◆ WHAT IS ASKED
The line containing "Where can the decorative" marks the start; return it and every line after it in the listing below, exactly, through the last.

## START MATERIAL TO PROCESS

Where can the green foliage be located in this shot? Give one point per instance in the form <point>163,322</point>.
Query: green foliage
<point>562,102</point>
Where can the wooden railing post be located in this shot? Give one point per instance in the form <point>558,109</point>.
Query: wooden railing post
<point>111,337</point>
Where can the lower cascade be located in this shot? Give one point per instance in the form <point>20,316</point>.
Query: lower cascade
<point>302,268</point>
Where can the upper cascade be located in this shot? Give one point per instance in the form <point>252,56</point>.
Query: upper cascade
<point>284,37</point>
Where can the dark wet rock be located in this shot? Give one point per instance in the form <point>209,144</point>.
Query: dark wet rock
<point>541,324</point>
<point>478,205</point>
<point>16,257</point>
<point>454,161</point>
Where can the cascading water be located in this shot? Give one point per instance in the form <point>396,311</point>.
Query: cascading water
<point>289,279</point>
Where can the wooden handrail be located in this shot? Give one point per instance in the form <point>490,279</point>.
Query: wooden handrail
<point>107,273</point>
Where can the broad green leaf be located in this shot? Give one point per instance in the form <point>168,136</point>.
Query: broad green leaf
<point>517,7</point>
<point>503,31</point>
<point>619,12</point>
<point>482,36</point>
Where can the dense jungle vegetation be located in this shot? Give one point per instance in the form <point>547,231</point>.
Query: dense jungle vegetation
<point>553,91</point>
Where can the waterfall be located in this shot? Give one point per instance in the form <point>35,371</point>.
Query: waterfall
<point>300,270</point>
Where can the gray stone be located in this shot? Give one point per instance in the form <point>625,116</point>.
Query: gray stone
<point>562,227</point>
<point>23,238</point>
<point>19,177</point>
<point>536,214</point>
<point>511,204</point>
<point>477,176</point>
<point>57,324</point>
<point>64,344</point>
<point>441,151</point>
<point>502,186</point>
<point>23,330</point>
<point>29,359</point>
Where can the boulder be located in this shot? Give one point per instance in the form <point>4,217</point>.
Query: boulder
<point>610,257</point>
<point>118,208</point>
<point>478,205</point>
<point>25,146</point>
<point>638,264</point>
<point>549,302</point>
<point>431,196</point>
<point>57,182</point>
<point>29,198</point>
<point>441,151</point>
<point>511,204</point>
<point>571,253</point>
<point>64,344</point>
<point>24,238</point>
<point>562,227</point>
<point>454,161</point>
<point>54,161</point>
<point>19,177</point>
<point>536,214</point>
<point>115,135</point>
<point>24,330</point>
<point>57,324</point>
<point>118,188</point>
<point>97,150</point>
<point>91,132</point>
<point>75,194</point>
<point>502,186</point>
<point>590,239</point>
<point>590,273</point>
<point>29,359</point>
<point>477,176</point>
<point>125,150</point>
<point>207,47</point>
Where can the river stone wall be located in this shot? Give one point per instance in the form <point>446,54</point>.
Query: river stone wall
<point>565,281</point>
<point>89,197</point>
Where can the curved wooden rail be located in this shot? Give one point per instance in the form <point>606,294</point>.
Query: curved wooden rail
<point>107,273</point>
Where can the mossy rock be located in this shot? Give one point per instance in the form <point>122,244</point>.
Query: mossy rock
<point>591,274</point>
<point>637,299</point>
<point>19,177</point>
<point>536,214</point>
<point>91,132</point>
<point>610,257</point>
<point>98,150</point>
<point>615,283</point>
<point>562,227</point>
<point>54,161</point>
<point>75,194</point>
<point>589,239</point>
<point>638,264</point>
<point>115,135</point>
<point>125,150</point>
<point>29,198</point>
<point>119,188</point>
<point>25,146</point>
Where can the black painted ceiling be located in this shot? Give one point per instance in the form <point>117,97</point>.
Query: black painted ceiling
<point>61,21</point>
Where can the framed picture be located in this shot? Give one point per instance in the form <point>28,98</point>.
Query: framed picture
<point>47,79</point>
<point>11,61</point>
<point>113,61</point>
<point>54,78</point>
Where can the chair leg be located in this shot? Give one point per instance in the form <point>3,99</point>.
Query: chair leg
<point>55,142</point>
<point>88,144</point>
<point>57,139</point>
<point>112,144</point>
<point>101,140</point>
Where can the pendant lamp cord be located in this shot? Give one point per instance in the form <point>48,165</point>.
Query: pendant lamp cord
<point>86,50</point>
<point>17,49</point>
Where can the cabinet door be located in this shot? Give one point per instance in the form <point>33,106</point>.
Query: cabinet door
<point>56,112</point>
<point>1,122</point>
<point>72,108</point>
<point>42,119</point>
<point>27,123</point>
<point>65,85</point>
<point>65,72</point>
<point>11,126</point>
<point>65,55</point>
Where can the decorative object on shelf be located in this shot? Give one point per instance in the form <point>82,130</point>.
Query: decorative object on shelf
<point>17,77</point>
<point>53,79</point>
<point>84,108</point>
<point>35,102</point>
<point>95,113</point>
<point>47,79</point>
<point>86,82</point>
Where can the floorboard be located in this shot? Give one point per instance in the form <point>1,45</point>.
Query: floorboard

## END MATERIAL TO PROCESS

◆ TASK RESULT
Where can the decorative object on shelf be located in this shot? Give one point per instance in the form <point>82,130</point>.
Query: decorative object on shelf
<point>17,77</point>
<point>53,79</point>
<point>84,108</point>
<point>35,102</point>
<point>95,113</point>
<point>47,79</point>
<point>86,82</point>
Where can the floorboard be located in this shot? Give one point per instance in the form <point>1,45</point>.
Query: floorboard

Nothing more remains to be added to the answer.